___ GIVEN RECORDS ___

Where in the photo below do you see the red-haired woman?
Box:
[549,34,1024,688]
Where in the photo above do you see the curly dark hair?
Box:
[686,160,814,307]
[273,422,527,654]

___

### INSTRUCTIONS TO FOLLOW
Write out each of the rows above verbatim, without altering any character.

### WORKED ANSWER
Where in the photo below do you see the red-haired woman?
Box:
[549,34,1024,688]
Where in the photo above do you see the curly dark hair?
Box:
[686,160,814,307]
[273,422,527,654]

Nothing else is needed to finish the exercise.